* ABOUT THIS TASK: Output every line of the entries from the line containing "Mark the innermost point of each instance of the exposed" through the last, exactly, with no other content.

* DATA TO EXAMINE:

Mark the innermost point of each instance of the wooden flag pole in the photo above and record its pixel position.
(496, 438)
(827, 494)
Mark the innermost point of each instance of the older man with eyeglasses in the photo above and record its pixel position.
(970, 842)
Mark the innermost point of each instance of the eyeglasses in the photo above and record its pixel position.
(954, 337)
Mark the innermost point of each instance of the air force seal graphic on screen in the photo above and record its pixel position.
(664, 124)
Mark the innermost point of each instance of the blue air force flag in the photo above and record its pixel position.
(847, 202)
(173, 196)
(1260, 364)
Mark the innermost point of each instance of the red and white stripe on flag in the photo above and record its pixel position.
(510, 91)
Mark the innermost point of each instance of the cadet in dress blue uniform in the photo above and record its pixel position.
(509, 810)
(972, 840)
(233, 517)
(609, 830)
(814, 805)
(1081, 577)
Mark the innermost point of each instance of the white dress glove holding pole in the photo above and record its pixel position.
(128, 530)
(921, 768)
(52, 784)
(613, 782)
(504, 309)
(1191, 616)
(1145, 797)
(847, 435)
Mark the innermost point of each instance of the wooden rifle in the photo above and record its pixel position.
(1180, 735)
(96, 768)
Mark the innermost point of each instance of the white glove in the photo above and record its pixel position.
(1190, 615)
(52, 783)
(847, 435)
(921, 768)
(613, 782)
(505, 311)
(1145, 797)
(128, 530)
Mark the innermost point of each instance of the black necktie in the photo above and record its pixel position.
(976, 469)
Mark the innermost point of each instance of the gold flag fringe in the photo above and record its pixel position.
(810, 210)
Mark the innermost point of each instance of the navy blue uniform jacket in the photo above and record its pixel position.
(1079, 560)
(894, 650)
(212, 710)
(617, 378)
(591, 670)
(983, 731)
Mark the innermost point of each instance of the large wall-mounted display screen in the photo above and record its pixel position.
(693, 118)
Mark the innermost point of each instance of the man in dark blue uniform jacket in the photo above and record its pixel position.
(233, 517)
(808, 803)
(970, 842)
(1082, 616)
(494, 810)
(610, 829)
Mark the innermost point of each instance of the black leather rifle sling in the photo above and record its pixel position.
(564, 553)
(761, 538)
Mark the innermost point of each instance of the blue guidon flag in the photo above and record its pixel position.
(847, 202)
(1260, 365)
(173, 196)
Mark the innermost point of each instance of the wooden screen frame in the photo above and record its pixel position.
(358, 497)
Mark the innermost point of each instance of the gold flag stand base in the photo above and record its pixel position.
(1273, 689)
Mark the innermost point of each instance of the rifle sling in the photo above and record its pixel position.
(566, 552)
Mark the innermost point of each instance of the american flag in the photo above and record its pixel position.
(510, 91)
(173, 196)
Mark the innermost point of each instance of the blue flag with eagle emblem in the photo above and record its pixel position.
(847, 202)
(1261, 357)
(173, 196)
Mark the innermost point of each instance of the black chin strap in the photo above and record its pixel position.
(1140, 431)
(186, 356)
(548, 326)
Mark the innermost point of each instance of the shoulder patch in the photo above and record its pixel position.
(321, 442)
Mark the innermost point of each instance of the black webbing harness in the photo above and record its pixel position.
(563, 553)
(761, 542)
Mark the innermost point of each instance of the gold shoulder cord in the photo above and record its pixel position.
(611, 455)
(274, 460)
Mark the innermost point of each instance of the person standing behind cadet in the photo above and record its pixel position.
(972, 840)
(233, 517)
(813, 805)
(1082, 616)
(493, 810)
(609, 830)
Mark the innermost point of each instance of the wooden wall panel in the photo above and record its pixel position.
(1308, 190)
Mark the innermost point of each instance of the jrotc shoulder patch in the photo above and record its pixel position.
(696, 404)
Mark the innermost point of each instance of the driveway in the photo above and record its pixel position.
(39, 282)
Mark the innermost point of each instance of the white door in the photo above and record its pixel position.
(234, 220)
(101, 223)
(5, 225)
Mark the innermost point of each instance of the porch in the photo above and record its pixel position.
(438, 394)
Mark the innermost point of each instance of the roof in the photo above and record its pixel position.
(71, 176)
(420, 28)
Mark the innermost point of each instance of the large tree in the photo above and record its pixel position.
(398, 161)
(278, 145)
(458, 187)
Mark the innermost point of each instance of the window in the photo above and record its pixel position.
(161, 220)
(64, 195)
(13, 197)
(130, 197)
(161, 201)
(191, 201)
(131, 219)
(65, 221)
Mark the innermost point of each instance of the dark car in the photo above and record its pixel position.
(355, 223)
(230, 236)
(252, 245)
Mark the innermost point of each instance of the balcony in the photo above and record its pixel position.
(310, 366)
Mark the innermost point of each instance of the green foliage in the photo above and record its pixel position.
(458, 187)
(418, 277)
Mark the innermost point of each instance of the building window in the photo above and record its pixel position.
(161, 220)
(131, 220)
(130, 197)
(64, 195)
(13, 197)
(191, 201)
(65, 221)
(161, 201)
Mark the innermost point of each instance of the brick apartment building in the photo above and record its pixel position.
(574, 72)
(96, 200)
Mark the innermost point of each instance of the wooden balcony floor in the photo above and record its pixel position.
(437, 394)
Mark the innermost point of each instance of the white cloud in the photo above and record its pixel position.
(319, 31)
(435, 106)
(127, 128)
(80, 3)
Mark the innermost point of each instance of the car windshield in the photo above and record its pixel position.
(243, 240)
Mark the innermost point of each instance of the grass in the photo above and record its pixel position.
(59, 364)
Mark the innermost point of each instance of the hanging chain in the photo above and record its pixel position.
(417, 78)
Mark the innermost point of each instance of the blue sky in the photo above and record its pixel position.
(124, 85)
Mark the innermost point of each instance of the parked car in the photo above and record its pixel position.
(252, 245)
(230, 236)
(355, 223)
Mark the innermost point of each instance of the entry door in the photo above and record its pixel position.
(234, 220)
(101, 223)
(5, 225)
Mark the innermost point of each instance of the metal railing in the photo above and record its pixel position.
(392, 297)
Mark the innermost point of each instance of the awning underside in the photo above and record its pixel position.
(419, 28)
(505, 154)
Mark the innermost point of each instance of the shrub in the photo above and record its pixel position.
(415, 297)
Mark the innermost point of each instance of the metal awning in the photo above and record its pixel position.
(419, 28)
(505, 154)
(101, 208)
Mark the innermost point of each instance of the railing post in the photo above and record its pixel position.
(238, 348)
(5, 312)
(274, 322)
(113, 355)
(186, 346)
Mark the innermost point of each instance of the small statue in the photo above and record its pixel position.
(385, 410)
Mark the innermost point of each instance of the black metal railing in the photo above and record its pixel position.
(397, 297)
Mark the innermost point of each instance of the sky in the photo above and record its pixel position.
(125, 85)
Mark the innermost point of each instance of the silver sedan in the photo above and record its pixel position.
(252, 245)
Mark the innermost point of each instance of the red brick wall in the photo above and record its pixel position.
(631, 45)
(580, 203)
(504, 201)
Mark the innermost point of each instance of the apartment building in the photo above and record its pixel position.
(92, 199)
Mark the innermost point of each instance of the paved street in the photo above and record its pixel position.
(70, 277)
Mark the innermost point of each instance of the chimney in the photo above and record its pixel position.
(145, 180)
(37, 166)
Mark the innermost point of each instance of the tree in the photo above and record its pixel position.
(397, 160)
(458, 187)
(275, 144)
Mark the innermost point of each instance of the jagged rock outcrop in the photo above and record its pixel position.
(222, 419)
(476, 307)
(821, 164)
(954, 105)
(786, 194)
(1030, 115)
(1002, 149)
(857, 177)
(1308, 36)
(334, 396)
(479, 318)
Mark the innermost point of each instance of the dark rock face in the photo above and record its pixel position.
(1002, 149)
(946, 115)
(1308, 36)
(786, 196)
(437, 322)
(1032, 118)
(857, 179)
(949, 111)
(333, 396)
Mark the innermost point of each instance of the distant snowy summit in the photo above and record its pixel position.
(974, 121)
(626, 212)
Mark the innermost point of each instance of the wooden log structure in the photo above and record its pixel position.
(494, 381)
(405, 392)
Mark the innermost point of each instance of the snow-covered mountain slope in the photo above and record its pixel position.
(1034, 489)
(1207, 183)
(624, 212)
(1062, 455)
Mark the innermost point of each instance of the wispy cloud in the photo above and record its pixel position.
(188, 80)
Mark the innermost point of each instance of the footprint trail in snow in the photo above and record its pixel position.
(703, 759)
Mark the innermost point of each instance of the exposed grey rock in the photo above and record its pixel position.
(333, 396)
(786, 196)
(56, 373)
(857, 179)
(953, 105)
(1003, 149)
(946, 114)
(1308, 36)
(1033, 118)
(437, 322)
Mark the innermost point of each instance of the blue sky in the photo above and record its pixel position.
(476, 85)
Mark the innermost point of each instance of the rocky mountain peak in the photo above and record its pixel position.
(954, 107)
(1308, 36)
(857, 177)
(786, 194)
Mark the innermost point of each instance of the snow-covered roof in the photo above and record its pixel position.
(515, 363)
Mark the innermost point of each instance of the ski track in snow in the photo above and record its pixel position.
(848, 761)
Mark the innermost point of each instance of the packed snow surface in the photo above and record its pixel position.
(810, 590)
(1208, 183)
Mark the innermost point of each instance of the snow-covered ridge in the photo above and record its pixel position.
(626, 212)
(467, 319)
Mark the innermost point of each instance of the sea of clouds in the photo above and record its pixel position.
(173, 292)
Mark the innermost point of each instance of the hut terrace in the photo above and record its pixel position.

* ANSWER:
Mark the innermost point of each instance of the exposed grey rock in the photo above and record its pixel position.
(333, 396)
(786, 196)
(56, 373)
(857, 179)
(953, 105)
(1003, 149)
(946, 114)
(1308, 36)
(1033, 118)
(437, 322)
Mark the innermost point of each instance of the blue sky in the photo above and record its pixel position.
(476, 85)
Mark the innermost point of each instance of the rocky mountain peak in the photo above and record its pixel position.
(954, 107)
(1308, 36)
(857, 177)
(786, 194)
Mark the innermost point of each instance of the snow-covered roof in the photo above and record its pixel position.
(515, 363)
Mark the innermost point of each instance of the ski track in snow in the photo above and record its pixel position.
(848, 761)
Mark the innermost point of each instance of the packed snow surface in the photo above and record its pixel position.
(810, 590)
(1208, 183)
Mark the innermost point of each instance of the snow-covered ridge in the photo above and record its pixel position.
(626, 212)
(467, 319)
Mark the innermost point of each instance of the sea of clouds in the photo above and record its pixel position.
(173, 292)
Mark the innermost point of each instance of the hut terrace in the photo above and record its pixel position.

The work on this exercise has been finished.